▸ Problem to solve: List every Shipping Forecast area named in the text about the Shipping Forecast.

▸ Text:
******************************

“Fisher. German Bight. Southeast becoming cyclonic, then northwest later, three to five. Good, occasionally poor…”
For anyone who isn’t a hardened seadog, the Shipping Forecast, broadcast in the middle of each night on BBC Radio 4, is mainly just a set of sounds—meteorological dispatches from the maritime areas around the British Isles that, in an almost Pavlovian way, lull us into sleep.
But for the business consultant and now author Katie Carr, 46, it’s something far more. Those mysterious names—German Bight, South Utsire, Fastnet—are points on a map of her life and the lives of her loved ones.
It began six years ago, when Katie’s brother Marcus died, aged 37, from throat cancer caused by the rare genetic illness Fanconi anaemia. This prompted her other brother, Toby, a keen kayaker, to take on a crazy escapade: paddling around the different areas of the Shipping Forecast in Marcus’s memory.
The Shipping Forecast covers a huge expanse of water—from Iceland to Portugal, from Ireland to Norway, with Great Britain in the centre. “We grew up with the forecast,” says Katie, describing her and her siblings’ childhood, which involved a few trips across the Channel in their small family boat, “so the map of that area is etched into my mind. But I never thought: ‘Wait, what are those mountains over there? What is that like?’”
The answer, for the purposes of Toby’s journey, is that it’s tough. There’s the potential for tricky currents and swells, but also for logistical problems such as how to get ashore in the dark and where to pitch your tent. The whole thing takes months in both planning and execution. “That’s quite a difficult thing for anyone,” emphasises Katie.

******************************

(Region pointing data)
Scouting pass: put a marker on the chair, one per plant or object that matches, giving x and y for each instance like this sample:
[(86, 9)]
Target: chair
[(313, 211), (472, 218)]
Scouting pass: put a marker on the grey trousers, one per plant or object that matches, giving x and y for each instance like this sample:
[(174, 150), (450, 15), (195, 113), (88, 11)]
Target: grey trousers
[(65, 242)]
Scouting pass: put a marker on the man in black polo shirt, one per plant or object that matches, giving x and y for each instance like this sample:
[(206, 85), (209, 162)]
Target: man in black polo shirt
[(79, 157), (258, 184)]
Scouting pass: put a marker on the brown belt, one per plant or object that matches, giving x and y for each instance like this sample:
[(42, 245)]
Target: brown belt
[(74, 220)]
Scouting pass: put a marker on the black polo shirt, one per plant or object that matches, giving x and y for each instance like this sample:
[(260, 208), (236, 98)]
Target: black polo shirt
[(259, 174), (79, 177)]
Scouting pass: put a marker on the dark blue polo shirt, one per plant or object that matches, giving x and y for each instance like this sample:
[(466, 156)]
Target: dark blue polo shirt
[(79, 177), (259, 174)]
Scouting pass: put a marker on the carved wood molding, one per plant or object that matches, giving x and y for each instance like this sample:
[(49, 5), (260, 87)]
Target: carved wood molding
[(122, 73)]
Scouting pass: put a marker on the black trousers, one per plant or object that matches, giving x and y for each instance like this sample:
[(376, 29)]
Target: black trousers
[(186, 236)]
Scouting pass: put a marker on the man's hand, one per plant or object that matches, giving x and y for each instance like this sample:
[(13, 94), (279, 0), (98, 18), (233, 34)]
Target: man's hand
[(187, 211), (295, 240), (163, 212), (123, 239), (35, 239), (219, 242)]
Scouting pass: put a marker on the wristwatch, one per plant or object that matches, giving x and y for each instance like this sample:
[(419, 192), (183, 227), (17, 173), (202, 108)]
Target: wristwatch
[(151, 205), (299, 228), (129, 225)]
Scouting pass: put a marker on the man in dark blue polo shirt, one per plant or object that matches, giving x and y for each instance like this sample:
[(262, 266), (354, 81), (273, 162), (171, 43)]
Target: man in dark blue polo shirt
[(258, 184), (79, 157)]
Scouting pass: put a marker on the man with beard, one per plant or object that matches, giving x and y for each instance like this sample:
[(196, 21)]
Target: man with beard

******************************

▸ Problem solution: Fisher, German Bight, South Utsire, Fastnet